--- start of Supplied information ---

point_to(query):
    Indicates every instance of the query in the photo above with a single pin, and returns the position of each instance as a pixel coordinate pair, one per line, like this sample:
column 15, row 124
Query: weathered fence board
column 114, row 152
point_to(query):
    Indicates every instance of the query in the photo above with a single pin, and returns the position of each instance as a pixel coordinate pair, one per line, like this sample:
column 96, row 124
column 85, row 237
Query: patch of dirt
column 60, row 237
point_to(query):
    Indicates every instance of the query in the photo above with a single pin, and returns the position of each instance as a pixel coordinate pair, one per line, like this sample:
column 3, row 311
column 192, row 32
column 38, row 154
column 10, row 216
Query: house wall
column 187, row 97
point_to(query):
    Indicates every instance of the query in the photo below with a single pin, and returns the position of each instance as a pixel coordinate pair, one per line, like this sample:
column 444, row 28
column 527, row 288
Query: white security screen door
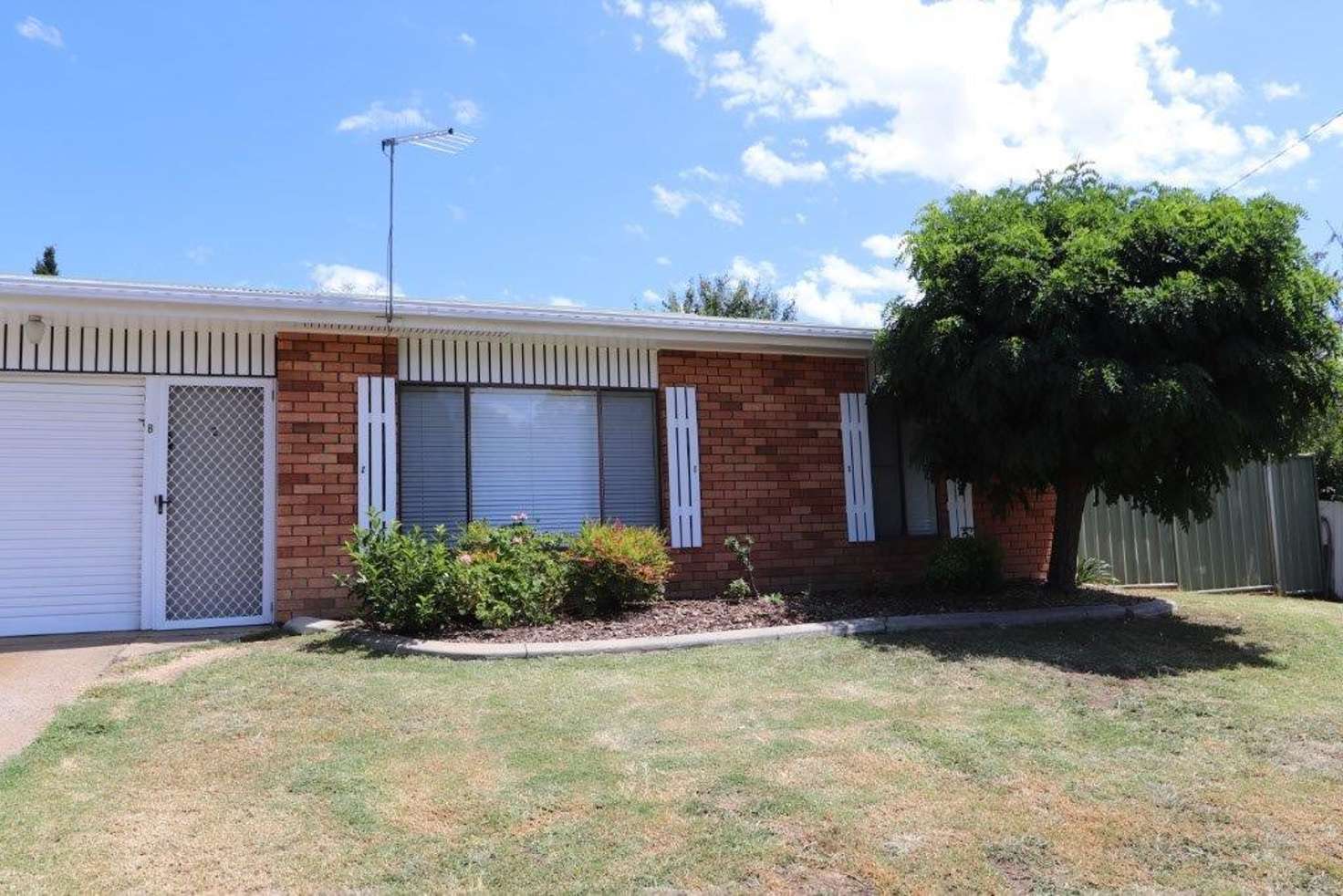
column 211, row 505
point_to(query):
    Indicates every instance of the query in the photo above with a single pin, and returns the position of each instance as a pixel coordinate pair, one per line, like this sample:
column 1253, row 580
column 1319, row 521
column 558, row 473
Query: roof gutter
column 364, row 313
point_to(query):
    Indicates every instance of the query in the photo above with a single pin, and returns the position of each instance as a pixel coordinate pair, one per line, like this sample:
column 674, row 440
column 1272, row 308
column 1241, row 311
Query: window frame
column 536, row 387
column 899, row 434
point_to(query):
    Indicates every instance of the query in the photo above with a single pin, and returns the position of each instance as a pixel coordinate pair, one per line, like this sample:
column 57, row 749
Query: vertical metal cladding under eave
column 526, row 361
column 137, row 347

--- end of Supplied information ---

**Stated problem:** Write out all the items above again, replacing "single pin" with "single marker" wherever it occurs and leaving everything else unchanged. Leave the pictures out.

**Final result:**
point_to(query):
    Indicates every instance of the query in the photo above with a single marker, and returns the position of each instance as a pixel coordinate pair, one per line, like this sample:
column 15, row 124
Query: weathered fence board
column 114, row 152
point_to(query):
    Indicates every instance of the query in the photo above with a single marker, and returns the position of each instance as a pixel coordinate pair, one per line, like this sample:
column 96, row 124
column 85, row 237
Query: patch of dirt
column 60, row 237
point_to(query):
    Indicates every instance of the query in the photo above with a single marker, and returns the position of each instance as a pixel coordinate pair, one per line, like this sample:
column 3, row 311
column 192, row 32
column 38, row 154
column 10, row 216
Query: house wall
column 187, row 97
point_to(query):
    Indicates every instance of the query in the photo below with a single marker, and returns the position of each instance as a pixel coordinate pair, one per line, like this sample:
column 444, row 28
column 527, row 288
Query: white security screen door
column 211, row 505
point_to(query):
    Indicates every instance of the query in the photo above with a single marker, and returns the position of each instance as a pixel coordinate pair, one per line, like this sample:
column 1253, row 580
column 1319, row 521
column 558, row 473
Query: roof gutter
column 364, row 313
point_to(query):
    Indicates every instance of the query in the photo above with a single marker, and returns the position of each instance as a pixel coordinate pair, one per line, like this sample:
column 674, row 440
column 1272, row 308
column 1241, row 311
Query: window frame
column 536, row 387
column 899, row 434
point_to(query):
    Indicates every instance of the query in the photo above with a single marker, and returns the position of each instance as a pixel coordinate pair, one per line, like this sample:
column 57, row 749
Query: vertical metal cladding under eave
column 526, row 361
column 137, row 347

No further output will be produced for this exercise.